WRITTEN REQUEST: Treat the line containing "Would you point at the blue" as the first line and the final line of the material below as the last; reproduce that range exactly.

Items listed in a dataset
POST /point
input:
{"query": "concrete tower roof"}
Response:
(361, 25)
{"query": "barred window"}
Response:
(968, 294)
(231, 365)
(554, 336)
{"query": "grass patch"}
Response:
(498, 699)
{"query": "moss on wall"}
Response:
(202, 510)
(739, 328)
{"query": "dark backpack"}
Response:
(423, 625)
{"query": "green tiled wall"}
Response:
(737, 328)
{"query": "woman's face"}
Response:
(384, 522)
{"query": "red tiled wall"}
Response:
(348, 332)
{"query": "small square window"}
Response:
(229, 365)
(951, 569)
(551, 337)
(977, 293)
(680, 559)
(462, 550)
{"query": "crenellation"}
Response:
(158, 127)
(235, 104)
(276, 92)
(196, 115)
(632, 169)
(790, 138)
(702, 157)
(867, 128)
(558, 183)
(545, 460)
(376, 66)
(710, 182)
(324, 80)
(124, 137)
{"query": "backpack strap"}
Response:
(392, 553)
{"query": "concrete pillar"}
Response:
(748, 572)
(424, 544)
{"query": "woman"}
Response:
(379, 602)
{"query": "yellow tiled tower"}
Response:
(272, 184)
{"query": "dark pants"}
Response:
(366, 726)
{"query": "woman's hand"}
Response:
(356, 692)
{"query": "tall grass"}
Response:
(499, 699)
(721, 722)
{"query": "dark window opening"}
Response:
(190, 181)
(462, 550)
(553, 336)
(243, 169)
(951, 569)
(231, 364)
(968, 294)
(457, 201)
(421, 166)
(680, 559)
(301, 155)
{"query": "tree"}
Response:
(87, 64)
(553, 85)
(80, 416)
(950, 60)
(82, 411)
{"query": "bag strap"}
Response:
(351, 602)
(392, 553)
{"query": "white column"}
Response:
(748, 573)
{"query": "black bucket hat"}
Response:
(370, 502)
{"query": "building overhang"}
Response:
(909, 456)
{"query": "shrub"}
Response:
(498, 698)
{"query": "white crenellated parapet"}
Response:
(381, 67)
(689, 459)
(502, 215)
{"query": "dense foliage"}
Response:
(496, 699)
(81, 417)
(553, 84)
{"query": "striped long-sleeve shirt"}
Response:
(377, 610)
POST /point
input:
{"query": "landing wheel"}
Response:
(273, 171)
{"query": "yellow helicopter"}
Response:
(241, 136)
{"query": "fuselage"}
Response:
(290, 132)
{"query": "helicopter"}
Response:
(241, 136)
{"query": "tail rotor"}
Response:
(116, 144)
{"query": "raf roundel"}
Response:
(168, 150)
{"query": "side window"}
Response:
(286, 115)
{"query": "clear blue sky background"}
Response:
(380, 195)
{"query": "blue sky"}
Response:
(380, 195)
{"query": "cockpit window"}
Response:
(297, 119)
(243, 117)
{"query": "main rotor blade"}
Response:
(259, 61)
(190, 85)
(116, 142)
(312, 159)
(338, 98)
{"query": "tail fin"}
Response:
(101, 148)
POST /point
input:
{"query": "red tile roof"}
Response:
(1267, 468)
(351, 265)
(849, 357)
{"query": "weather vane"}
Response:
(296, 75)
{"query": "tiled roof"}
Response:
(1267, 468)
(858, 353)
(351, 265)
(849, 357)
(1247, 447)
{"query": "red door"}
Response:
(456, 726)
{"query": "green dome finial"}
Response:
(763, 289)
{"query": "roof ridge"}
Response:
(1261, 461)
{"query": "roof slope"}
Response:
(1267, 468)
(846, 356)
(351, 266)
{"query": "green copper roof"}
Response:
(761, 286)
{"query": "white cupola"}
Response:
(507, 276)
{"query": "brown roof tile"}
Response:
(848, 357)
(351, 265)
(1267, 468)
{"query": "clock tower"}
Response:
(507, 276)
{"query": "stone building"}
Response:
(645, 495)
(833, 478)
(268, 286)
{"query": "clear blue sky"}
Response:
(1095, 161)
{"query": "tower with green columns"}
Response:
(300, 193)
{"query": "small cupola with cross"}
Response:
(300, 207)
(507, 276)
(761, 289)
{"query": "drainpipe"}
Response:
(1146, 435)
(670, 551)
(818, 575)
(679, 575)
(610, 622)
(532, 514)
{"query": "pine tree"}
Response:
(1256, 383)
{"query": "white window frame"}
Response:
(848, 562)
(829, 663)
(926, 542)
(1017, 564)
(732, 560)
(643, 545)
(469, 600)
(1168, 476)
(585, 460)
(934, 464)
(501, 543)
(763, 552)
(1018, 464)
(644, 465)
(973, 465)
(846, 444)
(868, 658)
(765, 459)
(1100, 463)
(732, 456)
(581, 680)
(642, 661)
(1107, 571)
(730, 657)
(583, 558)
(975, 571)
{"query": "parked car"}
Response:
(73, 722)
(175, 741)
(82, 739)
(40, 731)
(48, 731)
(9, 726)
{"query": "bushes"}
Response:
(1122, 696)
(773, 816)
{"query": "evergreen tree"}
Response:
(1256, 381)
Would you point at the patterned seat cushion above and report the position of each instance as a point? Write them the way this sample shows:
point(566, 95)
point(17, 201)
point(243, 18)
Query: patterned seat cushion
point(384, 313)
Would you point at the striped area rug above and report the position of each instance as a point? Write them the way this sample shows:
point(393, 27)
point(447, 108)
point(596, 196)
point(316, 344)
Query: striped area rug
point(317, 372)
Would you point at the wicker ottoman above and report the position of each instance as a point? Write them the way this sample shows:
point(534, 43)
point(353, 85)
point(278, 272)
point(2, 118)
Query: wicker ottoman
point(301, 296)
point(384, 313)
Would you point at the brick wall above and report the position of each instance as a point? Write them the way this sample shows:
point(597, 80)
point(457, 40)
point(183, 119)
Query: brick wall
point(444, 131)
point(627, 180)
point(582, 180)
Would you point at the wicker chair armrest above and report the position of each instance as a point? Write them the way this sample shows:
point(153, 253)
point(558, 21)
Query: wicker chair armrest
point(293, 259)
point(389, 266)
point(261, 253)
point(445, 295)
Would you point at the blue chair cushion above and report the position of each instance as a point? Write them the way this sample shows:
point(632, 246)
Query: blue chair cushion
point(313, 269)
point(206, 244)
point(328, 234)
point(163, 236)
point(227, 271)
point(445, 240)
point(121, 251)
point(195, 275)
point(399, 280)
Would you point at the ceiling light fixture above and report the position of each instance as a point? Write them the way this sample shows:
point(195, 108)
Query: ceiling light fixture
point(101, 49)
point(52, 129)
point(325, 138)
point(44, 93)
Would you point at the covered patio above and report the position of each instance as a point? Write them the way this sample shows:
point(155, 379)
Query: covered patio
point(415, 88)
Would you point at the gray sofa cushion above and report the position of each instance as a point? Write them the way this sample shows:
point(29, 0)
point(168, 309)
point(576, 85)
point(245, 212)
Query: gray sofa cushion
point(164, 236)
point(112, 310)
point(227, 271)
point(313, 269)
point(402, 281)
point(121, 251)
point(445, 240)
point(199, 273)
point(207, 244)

RESPONSE:
Would you point at the blue chair cushion above and report the position of each instance as a point? Write them the way this sample shows:
point(632, 246)
Query: blue chair cushion
point(313, 269)
point(206, 244)
point(328, 234)
point(163, 236)
point(227, 271)
point(445, 240)
point(121, 251)
point(195, 275)
point(399, 280)
Would you point at the ceiling light fixture above and report the position of each instance as a point? Write them the way this sample shows:
point(195, 108)
Query: ceiling light fixture
point(101, 49)
point(52, 129)
point(325, 138)
point(44, 93)
Would you point at the covered patio above and report the position of each instance as a point? Write them the way this sample shows:
point(155, 379)
Query: covered patio
point(415, 88)
Would you point at the gray sofa cushion above and report the position of each instance as a point? Write them the way this sample shows:
point(29, 0)
point(168, 309)
point(576, 85)
point(245, 212)
Query: gray sofa cushion
point(164, 236)
point(112, 310)
point(227, 271)
point(313, 269)
point(402, 281)
point(121, 251)
point(445, 240)
point(199, 273)
point(207, 244)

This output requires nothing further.